Pull out every line below that contains the word "flower" and list them in order.

---------- Data extract

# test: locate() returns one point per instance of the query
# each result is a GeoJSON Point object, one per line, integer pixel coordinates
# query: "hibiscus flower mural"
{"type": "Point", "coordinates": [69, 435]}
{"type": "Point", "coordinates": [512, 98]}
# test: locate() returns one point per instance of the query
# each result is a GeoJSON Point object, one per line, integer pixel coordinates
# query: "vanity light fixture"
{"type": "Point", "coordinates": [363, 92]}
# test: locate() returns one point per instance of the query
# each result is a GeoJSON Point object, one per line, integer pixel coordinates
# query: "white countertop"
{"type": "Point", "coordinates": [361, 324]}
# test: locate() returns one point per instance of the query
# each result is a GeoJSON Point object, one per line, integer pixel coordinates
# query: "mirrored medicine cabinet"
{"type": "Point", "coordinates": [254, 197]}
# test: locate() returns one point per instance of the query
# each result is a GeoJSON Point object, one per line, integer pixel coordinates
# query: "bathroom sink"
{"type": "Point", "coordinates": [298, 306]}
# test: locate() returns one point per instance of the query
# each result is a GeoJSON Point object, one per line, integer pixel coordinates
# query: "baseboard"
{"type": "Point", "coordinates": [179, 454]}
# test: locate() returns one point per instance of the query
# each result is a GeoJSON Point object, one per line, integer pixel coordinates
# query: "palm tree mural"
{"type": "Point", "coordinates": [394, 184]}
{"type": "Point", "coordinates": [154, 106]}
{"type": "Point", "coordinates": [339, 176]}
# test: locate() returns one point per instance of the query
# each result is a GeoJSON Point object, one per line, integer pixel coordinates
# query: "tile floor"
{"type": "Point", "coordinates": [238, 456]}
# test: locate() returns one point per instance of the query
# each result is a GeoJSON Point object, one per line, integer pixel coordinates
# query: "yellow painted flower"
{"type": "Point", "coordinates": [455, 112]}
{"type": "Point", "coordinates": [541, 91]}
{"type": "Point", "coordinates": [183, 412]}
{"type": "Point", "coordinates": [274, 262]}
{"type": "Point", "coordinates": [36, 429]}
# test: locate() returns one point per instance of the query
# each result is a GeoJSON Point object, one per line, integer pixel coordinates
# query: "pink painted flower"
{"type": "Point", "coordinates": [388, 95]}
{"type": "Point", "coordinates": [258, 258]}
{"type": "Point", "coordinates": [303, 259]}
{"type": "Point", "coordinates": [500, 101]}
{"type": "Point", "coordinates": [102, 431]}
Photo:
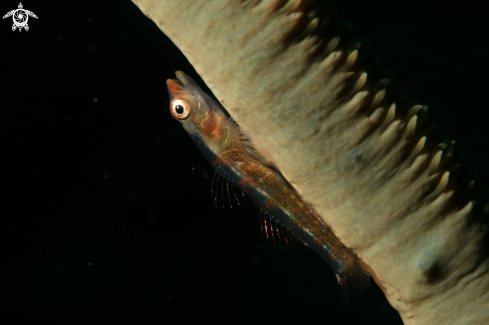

--------------------

Answer to the problem:
# query: "hibiscus flower mural"
# query: "yellow painted flower"
# query: "pink painted flower"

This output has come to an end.